-------- Input data --------

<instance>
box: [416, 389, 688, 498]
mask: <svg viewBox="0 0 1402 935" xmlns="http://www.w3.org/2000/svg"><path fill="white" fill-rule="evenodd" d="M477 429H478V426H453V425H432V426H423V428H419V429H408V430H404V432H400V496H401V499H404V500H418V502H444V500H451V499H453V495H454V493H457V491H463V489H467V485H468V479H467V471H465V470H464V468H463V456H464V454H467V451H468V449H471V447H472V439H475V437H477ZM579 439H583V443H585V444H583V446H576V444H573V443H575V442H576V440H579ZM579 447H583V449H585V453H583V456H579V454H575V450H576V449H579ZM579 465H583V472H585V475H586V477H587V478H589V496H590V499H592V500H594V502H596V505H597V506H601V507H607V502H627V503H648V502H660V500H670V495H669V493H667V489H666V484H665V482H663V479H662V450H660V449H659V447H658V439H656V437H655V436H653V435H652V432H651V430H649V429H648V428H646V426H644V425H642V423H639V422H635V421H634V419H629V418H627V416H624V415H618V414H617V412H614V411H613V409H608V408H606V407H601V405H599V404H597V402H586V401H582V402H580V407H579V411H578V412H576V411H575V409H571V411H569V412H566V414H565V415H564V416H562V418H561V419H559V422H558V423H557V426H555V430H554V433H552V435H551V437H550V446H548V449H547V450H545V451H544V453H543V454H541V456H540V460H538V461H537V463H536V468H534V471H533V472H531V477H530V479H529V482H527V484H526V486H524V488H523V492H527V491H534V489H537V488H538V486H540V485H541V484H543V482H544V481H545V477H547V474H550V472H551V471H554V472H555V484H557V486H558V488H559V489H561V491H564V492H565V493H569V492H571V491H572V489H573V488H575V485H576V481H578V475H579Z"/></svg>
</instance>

--------
-------- Input data --------

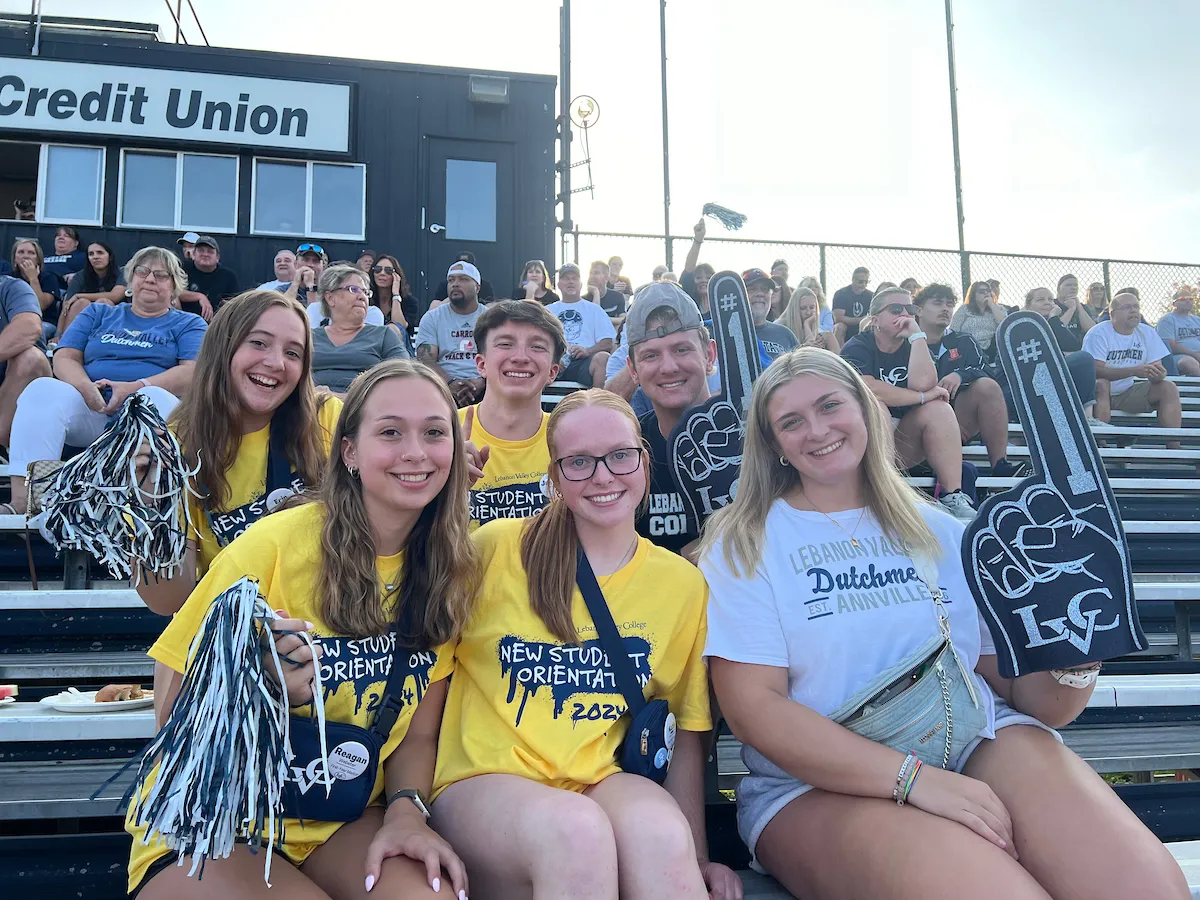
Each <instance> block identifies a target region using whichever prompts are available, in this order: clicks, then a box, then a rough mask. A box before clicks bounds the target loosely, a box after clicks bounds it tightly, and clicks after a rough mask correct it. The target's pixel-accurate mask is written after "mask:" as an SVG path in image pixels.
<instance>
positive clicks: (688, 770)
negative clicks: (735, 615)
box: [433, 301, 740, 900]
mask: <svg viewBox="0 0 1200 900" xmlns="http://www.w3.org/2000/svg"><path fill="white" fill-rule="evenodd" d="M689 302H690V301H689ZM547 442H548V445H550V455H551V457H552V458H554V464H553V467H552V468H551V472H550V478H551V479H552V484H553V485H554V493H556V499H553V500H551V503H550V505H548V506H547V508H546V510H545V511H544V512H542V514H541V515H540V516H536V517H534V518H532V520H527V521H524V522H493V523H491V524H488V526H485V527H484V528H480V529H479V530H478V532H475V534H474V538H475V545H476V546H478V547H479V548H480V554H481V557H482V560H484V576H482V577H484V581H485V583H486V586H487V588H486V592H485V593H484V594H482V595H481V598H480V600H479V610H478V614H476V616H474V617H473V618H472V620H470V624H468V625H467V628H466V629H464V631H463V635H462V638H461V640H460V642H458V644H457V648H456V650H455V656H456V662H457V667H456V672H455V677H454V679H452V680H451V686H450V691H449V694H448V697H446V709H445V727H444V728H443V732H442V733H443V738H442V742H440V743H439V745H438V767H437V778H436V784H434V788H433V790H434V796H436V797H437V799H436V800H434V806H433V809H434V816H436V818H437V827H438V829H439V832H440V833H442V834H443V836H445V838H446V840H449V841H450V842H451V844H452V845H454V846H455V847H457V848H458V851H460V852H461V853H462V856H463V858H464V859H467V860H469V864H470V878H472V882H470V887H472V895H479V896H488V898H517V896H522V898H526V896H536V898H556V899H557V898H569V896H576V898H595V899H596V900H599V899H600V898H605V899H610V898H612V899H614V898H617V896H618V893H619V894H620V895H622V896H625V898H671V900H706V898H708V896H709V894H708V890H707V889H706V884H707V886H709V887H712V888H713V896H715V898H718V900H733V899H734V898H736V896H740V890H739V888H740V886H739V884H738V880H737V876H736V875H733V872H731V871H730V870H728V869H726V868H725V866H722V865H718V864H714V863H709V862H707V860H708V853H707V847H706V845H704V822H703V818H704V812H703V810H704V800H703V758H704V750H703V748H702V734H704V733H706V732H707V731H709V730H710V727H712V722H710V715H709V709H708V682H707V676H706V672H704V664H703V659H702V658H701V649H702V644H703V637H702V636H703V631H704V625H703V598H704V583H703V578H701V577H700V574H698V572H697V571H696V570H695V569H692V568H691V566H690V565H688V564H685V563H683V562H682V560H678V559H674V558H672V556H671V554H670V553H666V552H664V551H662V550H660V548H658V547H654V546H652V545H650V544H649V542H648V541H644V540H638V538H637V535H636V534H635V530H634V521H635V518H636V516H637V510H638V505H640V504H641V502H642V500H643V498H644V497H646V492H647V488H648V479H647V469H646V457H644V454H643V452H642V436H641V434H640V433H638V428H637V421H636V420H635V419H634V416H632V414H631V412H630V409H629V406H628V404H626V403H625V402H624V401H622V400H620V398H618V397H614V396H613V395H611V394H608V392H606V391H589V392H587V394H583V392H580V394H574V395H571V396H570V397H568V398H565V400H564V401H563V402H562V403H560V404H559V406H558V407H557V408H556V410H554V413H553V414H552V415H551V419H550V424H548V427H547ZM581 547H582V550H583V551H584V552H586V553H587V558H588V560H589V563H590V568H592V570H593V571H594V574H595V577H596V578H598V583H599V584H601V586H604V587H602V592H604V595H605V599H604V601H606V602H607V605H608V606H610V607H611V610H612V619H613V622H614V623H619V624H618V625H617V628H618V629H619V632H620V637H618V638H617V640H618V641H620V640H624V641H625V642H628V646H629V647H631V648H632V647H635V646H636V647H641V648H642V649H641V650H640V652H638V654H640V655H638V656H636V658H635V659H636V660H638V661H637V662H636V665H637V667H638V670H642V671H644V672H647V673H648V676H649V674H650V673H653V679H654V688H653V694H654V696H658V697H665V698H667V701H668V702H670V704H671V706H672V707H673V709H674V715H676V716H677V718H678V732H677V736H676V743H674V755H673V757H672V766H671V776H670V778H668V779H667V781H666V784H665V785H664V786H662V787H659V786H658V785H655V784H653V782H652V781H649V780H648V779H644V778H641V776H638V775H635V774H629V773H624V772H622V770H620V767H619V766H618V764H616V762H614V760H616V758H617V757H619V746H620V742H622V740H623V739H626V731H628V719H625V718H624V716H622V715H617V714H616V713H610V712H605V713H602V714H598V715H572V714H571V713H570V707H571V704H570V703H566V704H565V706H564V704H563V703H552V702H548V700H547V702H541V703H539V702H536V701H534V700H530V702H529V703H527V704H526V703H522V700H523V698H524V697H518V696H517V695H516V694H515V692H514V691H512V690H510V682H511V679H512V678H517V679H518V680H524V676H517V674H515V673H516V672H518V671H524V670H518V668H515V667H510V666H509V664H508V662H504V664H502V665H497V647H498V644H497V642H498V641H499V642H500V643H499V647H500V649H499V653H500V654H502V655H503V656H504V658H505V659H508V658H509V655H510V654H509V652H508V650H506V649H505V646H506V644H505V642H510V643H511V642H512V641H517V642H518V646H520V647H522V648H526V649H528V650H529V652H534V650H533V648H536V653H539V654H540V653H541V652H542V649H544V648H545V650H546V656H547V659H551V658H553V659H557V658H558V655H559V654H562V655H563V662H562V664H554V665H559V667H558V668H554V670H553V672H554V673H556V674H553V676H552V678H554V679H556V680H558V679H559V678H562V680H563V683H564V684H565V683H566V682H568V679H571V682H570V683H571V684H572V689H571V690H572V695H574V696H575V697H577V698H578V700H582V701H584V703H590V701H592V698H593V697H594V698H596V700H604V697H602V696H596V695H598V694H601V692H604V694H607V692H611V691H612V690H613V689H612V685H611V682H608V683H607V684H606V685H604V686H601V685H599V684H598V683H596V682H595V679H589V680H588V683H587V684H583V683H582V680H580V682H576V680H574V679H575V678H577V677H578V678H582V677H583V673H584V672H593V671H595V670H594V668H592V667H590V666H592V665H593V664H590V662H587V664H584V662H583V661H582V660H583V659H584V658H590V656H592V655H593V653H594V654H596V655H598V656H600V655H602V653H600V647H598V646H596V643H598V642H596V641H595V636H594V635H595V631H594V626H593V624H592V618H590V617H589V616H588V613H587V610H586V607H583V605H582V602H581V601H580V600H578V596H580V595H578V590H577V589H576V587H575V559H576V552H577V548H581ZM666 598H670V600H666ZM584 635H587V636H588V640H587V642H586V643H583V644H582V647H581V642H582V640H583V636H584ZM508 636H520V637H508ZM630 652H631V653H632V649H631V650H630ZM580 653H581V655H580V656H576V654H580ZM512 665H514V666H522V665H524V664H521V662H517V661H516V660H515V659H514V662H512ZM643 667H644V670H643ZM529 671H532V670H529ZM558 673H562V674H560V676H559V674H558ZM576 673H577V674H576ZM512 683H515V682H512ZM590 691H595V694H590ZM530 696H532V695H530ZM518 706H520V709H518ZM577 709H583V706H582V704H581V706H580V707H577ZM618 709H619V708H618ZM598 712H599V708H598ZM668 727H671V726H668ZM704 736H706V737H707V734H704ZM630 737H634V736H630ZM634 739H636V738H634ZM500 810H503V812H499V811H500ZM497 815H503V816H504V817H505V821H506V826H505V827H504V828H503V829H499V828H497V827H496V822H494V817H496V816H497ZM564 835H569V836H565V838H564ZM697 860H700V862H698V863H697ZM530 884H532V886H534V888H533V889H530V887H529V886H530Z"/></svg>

--------

**Exercise:**
If a line in the data contains the string "instance", copy it.

**Expected answer:**
<instance>
</instance>
Each <instance> block identifies a target region using whichever prompts are available, in this order: clicks, then a box, then a rough mask. A box before clicks bounds the target loosely, a box after clicks bounds it tightly, and clicks after a rough mask correct it. The target's pixel-accurate mask is written after "mask:" as an SVG path in image pixels.
<instance>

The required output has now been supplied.